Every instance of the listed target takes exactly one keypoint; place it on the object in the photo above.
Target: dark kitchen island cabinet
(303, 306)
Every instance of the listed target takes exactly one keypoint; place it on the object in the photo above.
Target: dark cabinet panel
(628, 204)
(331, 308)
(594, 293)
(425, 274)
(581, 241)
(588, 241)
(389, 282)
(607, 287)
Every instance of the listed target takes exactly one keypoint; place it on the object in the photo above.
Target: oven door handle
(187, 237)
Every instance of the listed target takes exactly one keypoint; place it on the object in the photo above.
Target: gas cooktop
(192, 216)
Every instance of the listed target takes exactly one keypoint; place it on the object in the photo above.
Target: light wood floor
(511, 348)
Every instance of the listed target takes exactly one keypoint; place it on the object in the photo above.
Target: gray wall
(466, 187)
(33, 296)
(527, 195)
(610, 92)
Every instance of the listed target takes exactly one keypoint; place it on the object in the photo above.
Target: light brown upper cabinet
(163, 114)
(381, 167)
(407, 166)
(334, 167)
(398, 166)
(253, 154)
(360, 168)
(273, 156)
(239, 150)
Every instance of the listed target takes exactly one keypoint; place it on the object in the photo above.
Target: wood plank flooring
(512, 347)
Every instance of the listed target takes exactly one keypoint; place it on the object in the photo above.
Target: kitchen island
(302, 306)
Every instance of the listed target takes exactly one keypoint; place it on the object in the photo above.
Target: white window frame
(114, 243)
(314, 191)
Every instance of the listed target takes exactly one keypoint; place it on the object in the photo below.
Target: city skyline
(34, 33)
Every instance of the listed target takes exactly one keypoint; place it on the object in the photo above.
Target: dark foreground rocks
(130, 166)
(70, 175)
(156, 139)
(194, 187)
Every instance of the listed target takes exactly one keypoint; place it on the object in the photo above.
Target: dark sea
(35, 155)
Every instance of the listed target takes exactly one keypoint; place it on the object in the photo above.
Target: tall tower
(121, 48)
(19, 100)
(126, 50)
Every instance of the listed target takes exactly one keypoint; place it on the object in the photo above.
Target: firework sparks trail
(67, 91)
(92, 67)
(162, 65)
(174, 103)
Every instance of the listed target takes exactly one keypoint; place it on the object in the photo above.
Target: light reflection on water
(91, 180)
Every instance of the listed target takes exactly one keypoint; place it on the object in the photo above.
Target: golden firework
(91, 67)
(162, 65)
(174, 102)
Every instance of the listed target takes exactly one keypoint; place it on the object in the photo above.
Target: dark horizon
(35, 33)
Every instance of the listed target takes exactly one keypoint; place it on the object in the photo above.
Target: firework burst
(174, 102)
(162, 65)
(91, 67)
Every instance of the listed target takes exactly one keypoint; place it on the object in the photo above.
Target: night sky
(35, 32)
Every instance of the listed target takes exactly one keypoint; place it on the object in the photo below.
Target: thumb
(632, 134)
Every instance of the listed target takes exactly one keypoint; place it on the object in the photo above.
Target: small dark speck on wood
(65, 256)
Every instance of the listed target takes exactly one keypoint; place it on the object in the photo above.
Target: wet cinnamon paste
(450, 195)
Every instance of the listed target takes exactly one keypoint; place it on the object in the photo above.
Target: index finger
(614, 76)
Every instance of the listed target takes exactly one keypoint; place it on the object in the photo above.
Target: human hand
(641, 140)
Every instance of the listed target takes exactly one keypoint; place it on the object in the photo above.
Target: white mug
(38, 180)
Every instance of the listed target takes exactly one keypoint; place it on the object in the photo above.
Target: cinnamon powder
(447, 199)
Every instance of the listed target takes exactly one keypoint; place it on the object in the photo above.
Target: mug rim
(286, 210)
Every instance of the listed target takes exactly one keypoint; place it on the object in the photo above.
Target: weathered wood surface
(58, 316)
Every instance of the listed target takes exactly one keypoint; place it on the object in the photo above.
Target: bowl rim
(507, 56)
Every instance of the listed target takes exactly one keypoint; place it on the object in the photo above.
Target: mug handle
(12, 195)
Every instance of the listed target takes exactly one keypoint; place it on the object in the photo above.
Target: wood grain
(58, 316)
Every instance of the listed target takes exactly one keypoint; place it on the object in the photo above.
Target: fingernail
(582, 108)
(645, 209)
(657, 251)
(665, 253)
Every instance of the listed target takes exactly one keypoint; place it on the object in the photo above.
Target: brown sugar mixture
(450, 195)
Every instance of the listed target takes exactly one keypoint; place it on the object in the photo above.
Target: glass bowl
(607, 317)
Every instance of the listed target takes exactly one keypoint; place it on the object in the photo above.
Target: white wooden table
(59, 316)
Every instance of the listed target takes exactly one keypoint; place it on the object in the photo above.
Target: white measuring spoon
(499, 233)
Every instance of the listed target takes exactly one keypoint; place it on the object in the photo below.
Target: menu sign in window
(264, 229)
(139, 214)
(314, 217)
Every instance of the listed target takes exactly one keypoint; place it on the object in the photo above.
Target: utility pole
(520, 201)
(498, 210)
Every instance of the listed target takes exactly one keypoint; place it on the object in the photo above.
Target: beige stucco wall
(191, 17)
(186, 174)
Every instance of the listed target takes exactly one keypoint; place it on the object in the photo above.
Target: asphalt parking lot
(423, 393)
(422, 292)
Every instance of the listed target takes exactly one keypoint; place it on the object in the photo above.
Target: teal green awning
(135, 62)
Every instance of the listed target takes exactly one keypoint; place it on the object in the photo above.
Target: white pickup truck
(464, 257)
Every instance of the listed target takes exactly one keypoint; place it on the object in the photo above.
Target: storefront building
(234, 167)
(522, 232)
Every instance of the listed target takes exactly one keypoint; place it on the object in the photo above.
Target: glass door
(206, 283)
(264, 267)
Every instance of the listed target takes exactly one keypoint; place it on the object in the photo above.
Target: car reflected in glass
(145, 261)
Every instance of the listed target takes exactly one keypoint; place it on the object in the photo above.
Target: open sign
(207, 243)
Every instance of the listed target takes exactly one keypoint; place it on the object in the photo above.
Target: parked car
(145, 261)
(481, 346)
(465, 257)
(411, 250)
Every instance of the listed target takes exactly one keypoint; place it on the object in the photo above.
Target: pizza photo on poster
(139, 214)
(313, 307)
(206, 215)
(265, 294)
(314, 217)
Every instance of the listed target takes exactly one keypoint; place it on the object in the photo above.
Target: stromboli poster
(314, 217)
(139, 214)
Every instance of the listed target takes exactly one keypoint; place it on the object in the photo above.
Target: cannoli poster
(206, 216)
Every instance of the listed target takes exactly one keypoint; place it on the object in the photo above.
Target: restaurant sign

(Exercise instructions)
All entries should be given again precisely as they appear above.

(Result)
Every instance of the listed target takes exactly one keypoint; place it on the object in the photo above.
Target: dark kitchen island cabinet
(303, 306)
Every instance of the listed target takes exactly one keypoint; place it on the object in the photo above.
Target: dark cabinet panel
(628, 204)
(331, 308)
(594, 293)
(425, 274)
(581, 241)
(588, 241)
(389, 282)
(607, 287)
Every instance of the listed target takes exactly one keypoint; place it on the object in the photo above.
Target: oven door handle
(187, 237)
Every instance of the listed target takes exactly one keypoint; place it on the object in the photo above.
Target: gas cooktop
(192, 216)
Every instance of the listed target takes exactly one keypoint; place it on the object in the photo above.
Target: light wood floor
(511, 348)
Every instance of the listed target takes exactly one keypoint; place it on the object in the photo above.
Target: gray wall
(466, 187)
(33, 296)
(527, 195)
(610, 92)
Every instance of the listed target takes exactly one keypoint; place it on the object in the photo above.
Target: light brown upper cabinet
(163, 114)
(381, 167)
(407, 166)
(334, 167)
(398, 166)
(253, 154)
(360, 168)
(273, 156)
(239, 150)
Every instance of the listed target takes exactly one keypoint; place it on the object in the photo above.
Target: wood plank flooring
(512, 347)
Every instance of the listed target takes exactly one keypoint; place it on the object in the photo above.
Target: kitchen island
(302, 306)
Every instance of the listed target takes exactly one keypoint; place it on the object in the photo above.
Target: white window frame
(114, 243)
(314, 191)
Every instance of the listed target takes exactly one keypoint; place it on the object in the photo below.
Target: city skyline
(34, 33)
Every instance of the listed target takes exactly one keypoint; place it on the object in the photo above.
Target: dark foreground rocks
(130, 166)
(70, 175)
(156, 139)
(194, 187)
Every instance of the listed target takes exactly one keypoint; place it on the object in the photo above.
Target: dark sea
(35, 155)
Every instance of the listed target takes exactly one keypoint; place it on the object in the photo above.
Target: tall tower
(121, 48)
(19, 100)
(126, 50)
Every instance of the listed target takes exactly one keypoint; place it on the object in the photo above.
Target: firework sparks trail
(67, 91)
(92, 67)
(162, 65)
(174, 103)
Every instance of the listed target takes exactly one keypoint; place it on the object in the photo above.
Target: light reflection on water
(91, 180)
Every instance of the listed target takes exactly one keypoint; place it on the object in the photo above.
Target: golden firework
(91, 67)
(162, 65)
(174, 102)
Every instance of the listed target takes exactly one keypoint; place it on the object in the photo above.
Target: dark horizon
(35, 33)
Every instance of the listed target takes exactly one keypoint; place it on the object in the photo above.
Target: firework burst
(174, 102)
(162, 65)
(91, 67)
Every instance of the listed target takes exactly one keypoint; place it on the object in the photo above.
Target: night sky
(35, 32)
Every instance of the listed target takes exactly one keypoint; place it on the object in the photo below.
Target: thumb
(632, 134)
Every instance of the listed target takes exactly one keypoint; place it on the object in the photo above.
Target: small dark speck on wood
(65, 256)
Every instance of the listed target takes exactly one keypoint; place it on the object in the photo above.
Target: wet cinnamon paste
(450, 195)
Every instance of the listed target takes exactly one keypoint; place it on the object in the photo above.
Target: index finger
(614, 76)
Every instance of the listed target takes exactly one keypoint; place it on the object in the photo above.
Target: human hand
(641, 140)
Every instance of the listed target takes exactly one keypoint; place it on the object in the photo above.
Target: white mug
(38, 180)
Every instance of the listed target takes exactly one keypoint; place it on the object in the photo above.
Target: cinnamon powder
(447, 199)
Every instance of the listed target takes exactly one keypoint; place it on the object in the photo above.
Target: mug rim
(286, 210)
Every instance of the listed target takes exactly one keypoint; place it on the object in the photo above.
Target: weathered wood surface
(58, 316)
Every instance of the listed target takes exactly one keypoint; place it on the object in the photo above.
Target: bowl rim
(507, 56)
Every instance of the listed target takes exactly one keypoint; place it on the object in the photo above.
Target: mug handle
(12, 195)
Every instance of the listed target takes exactly one keypoint; place it on the object in the photo above.
Target: wood grain
(58, 316)
Every instance of the listed target takes exactly one keypoint; place it on the object in the photo above.
Target: fingernail
(582, 108)
(645, 209)
(657, 251)
(665, 253)
Every instance of the listed target takes exactly one keypoint; place it on the object in the photo above.
Target: brown sugar mixture
(450, 195)
Every instance of the listed target takes exactly one keypoint; place it on the object in the photo above.
Target: glass bowl
(607, 317)
Every instance of the listed target takes exactly one keypoint; place it on the object in the photo above.
Target: white wooden table
(59, 316)
Every instance of the listed target takes exactly one keypoint; place it on the object in the photo above.
Target: white measuring spoon
(499, 233)
Every instance of the listed target takes exactly one keypoint; place it on the object in the photo below.
Target: menu sign in window
(264, 229)
(139, 214)
(314, 217)
Every instance of the listed target takes exactly one keypoint; place it on the object in the photo above.
Target: utility pole
(520, 201)
(498, 210)
Every instance of the listed target takes exactly one keypoint; place it on the object in the photo above.
Target: beige stucco wall
(191, 17)
(186, 174)
Every instance of the listed target takes exactly one keypoint; place it on the object in the photo above.
Target: asphalt parking lot
(423, 393)
(422, 292)
Every instance of the listed target takes exactly one keypoint; place it on the object in the photo above.
Target: teal green awning
(135, 62)
Every instance of the listed target takes exactly one keypoint; place it on the object in the photo above.
Target: white pickup truck
(464, 257)
Every instance of the listed target takes exactly one keypoint; place it on the object in the photo above.
Target: storefront building
(234, 167)
(522, 232)
Every instance of the listed target takes exactly one keypoint; place it on the object in the photo above.
Target: glass door
(206, 283)
(264, 267)
Every instance of the listed target takes exactly one keypoint; place it on the object in the photo above.
Target: car reflected in glass
(145, 261)
Every instance of the listed target takes exactly one keypoint; place it on the object in the photo above.
Target: open sign
(207, 243)
Every instance of the listed target takes exactly one keypoint; place it on the object in the photo above.
Target: parked car
(145, 261)
(481, 346)
(465, 257)
(411, 250)
Every instance of the listed target takes exactly one keypoint; place it on the object in the photo above.
Target: pizza photo on poster
(139, 214)
(313, 307)
(206, 215)
(265, 294)
(314, 217)
Every instance of the listed target takes exactly one keypoint; place it on the object in the photo above.
Target: stromboli poster
(314, 217)
(139, 214)
Every instance of the listed target takes exactly one keypoint; place it on the object in the photo above.
Target: cannoli poster
(206, 216)
Every instance of the listed target takes exactly one keypoint; place it on the object in the photo above.
Target: restaurant sign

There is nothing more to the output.